### What the exercise asks
Copy out each of the lines below word for word, keeping every character the same.

### Information provided
## Start

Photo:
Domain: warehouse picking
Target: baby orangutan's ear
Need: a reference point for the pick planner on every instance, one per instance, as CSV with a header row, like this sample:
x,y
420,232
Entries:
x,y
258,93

## End

### Task response
Photo:
Domain: warehouse picking
Target: baby orangutan's ear
Need: a reference point for the pick planner on every instance, one per instance, as CSV with a header row, like this sample:
x,y
420,232
Entries:
x,y
258,93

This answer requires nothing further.